#### What you need to do:
Express the entries, from their first line through the line holding "[(466, 427), (252, 443), (139, 368)]" inclusive, as a Markdown table with columns "Row" and "Text", one numbered row per line and no blank lines. Leave the pictures out of the table.

[Entries from a point labeling set]
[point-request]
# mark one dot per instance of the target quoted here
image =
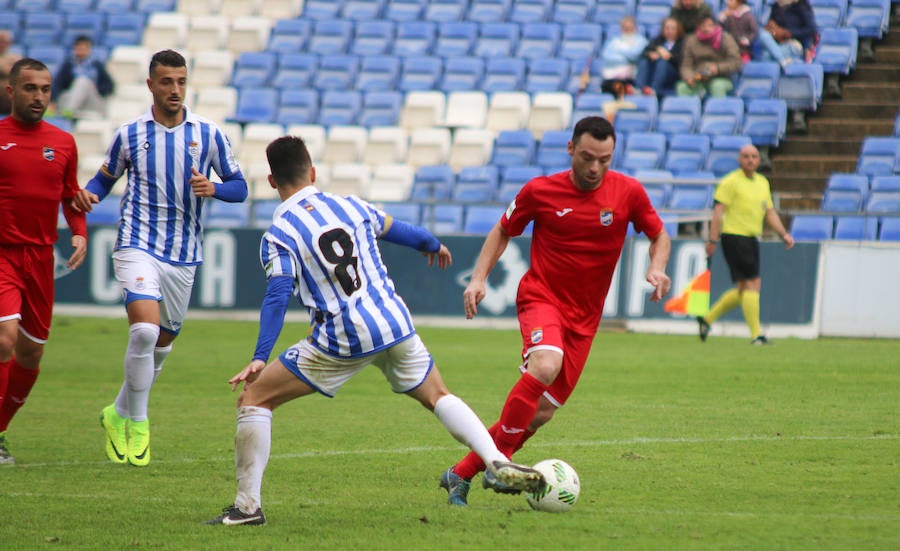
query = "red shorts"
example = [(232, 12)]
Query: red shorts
[(543, 327), (26, 288)]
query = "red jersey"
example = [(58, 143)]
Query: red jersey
[(577, 240), (38, 169)]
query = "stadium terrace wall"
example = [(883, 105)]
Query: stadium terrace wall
[(794, 288)]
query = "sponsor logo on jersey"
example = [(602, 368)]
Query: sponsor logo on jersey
[(606, 217)]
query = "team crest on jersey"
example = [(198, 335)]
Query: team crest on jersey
[(606, 216)]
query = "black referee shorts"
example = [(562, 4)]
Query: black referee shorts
[(742, 255)]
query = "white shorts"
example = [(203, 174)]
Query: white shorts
[(144, 277), (405, 365)]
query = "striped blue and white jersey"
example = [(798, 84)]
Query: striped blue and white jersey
[(327, 244), (160, 213)]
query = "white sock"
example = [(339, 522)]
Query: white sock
[(466, 427), (252, 443), (139, 368)]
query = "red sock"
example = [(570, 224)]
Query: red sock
[(20, 382)]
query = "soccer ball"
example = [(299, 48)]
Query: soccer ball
[(562, 488)]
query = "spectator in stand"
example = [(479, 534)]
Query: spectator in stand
[(690, 13), (82, 83), (711, 60), (739, 21), (621, 54), (658, 67)]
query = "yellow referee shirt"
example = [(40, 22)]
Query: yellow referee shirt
[(746, 201)]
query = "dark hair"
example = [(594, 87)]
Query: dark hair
[(167, 58), (598, 127), (289, 159), (25, 63)]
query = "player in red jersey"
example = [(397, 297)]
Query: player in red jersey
[(580, 220), (38, 164)]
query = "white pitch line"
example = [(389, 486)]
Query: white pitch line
[(429, 449)]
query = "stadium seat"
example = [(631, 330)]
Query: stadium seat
[(414, 38), (480, 219), (679, 115), (687, 153), (508, 111), (298, 106), (878, 156), (812, 227), (462, 74), (340, 107), (837, 50), (434, 182), (455, 38), (758, 79), (336, 72), (504, 74), (378, 73), (373, 38), (381, 108), (722, 116), (538, 40), (856, 228), (723, 153), (765, 121), (889, 229), (513, 148), (497, 40)]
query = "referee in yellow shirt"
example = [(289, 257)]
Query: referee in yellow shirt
[(742, 202)]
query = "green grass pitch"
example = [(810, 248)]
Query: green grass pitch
[(679, 445)]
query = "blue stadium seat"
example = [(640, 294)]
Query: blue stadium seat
[(812, 227), (298, 106), (878, 156), (765, 121), (330, 37), (530, 11), (841, 201), (538, 40), (497, 40), (503, 74), (644, 150), (378, 73), (837, 49), (513, 148), (433, 182), (546, 75), (336, 72), (340, 107), (488, 11), (295, 70), (414, 38), (723, 153), (687, 153), (404, 10), (381, 108), (253, 69), (722, 116), (256, 104), (581, 42), (889, 228), (758, 79), (420, 73), (856, 228), (455, 38), (480, 219), (373, 38), (679, 115), (462, 73)]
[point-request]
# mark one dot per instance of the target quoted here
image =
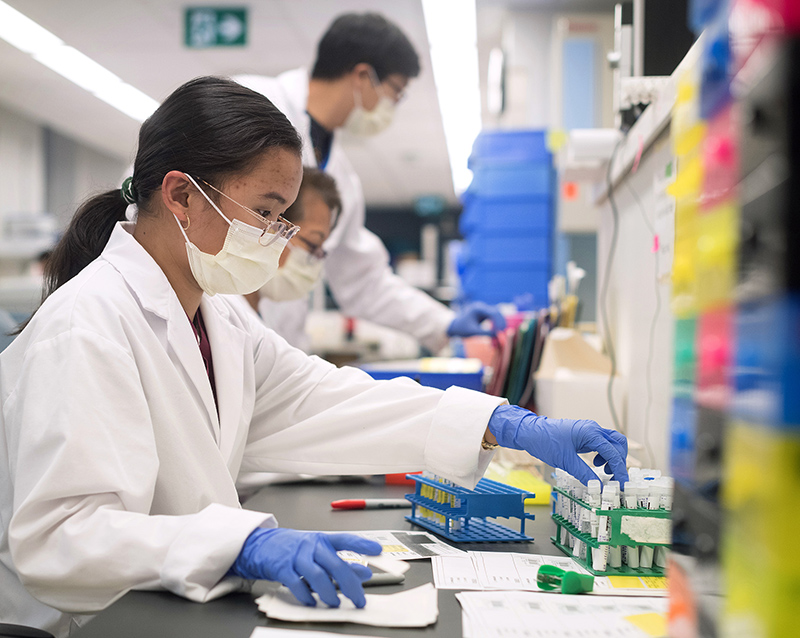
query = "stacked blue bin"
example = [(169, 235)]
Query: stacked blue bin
[(507, 220)]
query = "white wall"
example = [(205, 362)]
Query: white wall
[(22, 181), (75, 172), (633, 309)]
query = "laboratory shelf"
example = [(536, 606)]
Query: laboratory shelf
[(460, 514)]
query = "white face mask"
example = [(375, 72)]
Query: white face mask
[(242, 266), (295, 279), (367, 123)]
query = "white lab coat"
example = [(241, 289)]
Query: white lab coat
[(117, 474), (357, 267)]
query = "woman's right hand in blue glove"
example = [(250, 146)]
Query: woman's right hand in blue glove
[(558, 442), (306, 562)]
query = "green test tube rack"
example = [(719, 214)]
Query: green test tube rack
[(616, 536)]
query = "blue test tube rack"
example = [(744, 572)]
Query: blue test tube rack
[(460, 515)]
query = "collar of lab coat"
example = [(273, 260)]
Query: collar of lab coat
[(226, 334)]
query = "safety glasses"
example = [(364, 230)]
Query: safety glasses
[(273, 230), (315, 251), (399, 92)]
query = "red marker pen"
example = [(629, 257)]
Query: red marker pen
[(370, 503)]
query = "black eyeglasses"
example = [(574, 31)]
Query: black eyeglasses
[(399, 91)]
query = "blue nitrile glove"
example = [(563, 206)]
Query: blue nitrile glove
[(558, 442), (306, 562), (468, 321)]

#### Result below:
| Row | Text |
|---|---|
| 1 | [point-request] |
| 2 | # mark one dot per instance of the target quoted here |
| 3 | image = |
| 4 | query = "red shorts" |
| 5 | example = [(232, 12)] |
| 6 | Query: red shorts |
| 7 | [(543, 327), (26, 288)] |
| 8 | query = "red jersey" |
| 9 | example = [(58, 143)] |
| 10 | Query: red jersey |
| 11 | [(577, 240), (38, 169)] |
| 12 | query = "stadium terrace wall" |
| 13 | example = [(883, 105)] |
| 14 | Query: stadium terrace wall |
| 15 | [(794, 288)] |
| 16 | query = "sponsor logo on jersey" |
| 17 | example = [(602, 368)] |
| 18 | Query: sponsor logo on jersey |
| 19 | [(606, 217)] |
| 20 | query = "team crest on jersey" |
| 21 | example = [(198, 335)] |
| 22 | Query: team crest on jersey |
| 23 | [(606, 216)] |
| 24 | query = "black referee shorts" |
| 25 | example = [(562, 4)] |
| 26 | Query: black referee shorts |
| 27 | [(742, 255)] |
| 28 | query = "white shorts" |
| 29 | example = [(203, 174)] |
| 30 | Query: white shorts |
| 31 | [(144, 277), (405, 365)] |
| 32 | query = "striped blue and white jersey" |
| 33 | example = [(798, 84)] |
| 34 | Query: striped blue and white jersey |
| 35 | [(327, 244), (160, 213)] |
| 36 | query = "white sock" |
| 37 | example = [(339, 522)] |
| 38 | Query: white sock |
| 39 | [(466, 427), (252, 443), (139, 368)] |